Reproduisez tel quel tout le passage du texte sur la Martinique, depuis « A cette unique » jusqu'à « prenne soin véritablement.) ».

_Extrait du texte_.

>>>>>

— Par Anique Sylvestre —
Les récents événements qui troublent encore la Martinique, ont entraîné un sursaut des Martiniquais laissant pousser des prurits aux manifestations diverses : outre un conflit générationnel énoncé et manifeste-dommageable mais libérateur de soutien, chez les uns, de rejet, d’incompréhension, chez les autres, tout cela teinté de mépris voire de haine, je préfère constater une nécessité d’écrire un récit national (martiniquais s’entend) notre, propre.
Nous avons, aux époques décisives de notre histoire « post-coloniale », choisi majoritairement pour le maintien de nos relations avec la France, avec, certes, des sursauts « révolutionnaires » quelquefois, voulant entraîner le peuple martiniquais dans des revendications indépendantistes.
Notre récit national gamberge de cette volonté de sécurité de blaisance à cette velléité de séparation ; se réduisant à la seule époque de l’esclavage, seule mémoire sûre à laquelle il se réfère, il se limite dans le même temps à son unique filiation africaine donc noire, rejetant les autres apports qui ont contribué à la création de notre peuple (atteinte récente à la statue de Gandhi).
A cette unique référence africaine, se greffent des questions majeures qui se posent au pays : chlordécone, sargasses, chômage massif des jeunes, exode des jeunes …problème récurrent de l’eau…
Stop aux leçons, aux injures…
Ces événements mettent sur la table l’ensemble des problèmes de la société martiniquaise. En même temps que la violence des déboulonnages et autres actes divers, se crient de manière aussi violente des questions qui agacent notre quotidien et qui barrent la route à toute perspective d’avenir aux Martiniquais (jeunes et moins jeunes d’ailleurs ; jeunes parce qu’ils restent au bord du chemin, parce qu’ils laissent le pays pour voir ailleurs, parce qu’ils ne reviennent pas faute d’emploi sur place, laissant d’ailleurs une population vieillissante s’en aller doucement sans qu’on en prenne soin véritablement.)

<<<<<

_Emplacements des objets dans l'image_.

>>>>>

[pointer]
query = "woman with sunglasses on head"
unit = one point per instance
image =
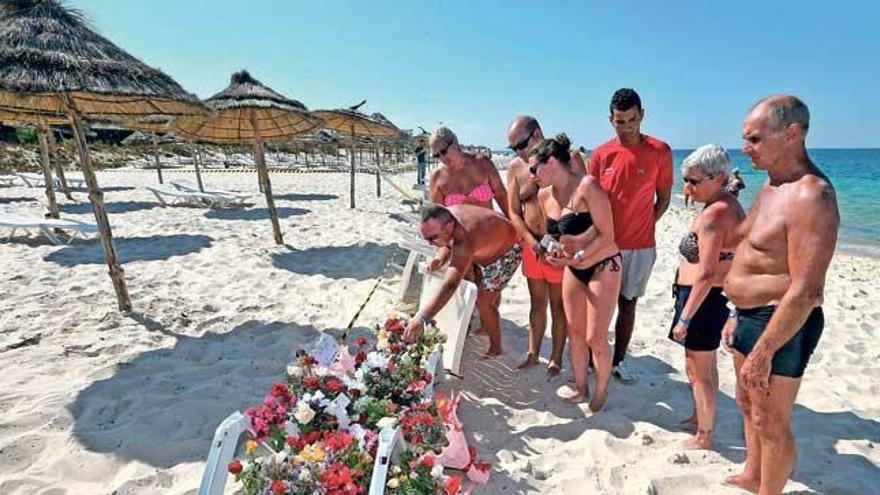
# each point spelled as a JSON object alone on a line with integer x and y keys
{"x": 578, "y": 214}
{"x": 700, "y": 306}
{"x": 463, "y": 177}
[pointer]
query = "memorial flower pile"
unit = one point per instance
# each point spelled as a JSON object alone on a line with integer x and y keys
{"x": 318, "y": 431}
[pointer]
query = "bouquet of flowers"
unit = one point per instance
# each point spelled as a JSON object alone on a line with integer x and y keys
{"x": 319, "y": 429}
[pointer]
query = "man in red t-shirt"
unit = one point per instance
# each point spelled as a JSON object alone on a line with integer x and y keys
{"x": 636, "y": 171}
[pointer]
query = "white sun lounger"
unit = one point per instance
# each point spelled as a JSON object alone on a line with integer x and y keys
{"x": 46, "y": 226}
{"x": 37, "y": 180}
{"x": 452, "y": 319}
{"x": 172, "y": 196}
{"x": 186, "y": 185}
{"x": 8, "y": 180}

<<<<<

_Corrigé_.
A cette unique référence africaine, se greffent des questions majeures qui se posent au pays : chlordécone, sargasses, chômage massif des jeunes, exode des jeunes …problème récurrent de l’eau…
Stop aux leçons, aux injures…
Ces événements mettent sur la table l’ensemble des problèmes de la société martiniquaise. En même temps que la violence des déboulonnages et autres actes divers, se crient de manière aussi violente des questions qui agacent notre quotidien et qui barrent la route à toute perspective d’avenir aux Martiniquais (jeunes et moins jeunes d’ailleurs ; jeunes parce qu’ils restent au bord du chemin, parce qu’ils laissent le pays pour voir ailleurs, parce qu’ils ne reviennent pas faute d’emploi sur place, laissant d’ailleurs une population vieillissante s’en aller doucement sans qu’on en prenne soin véritablement.)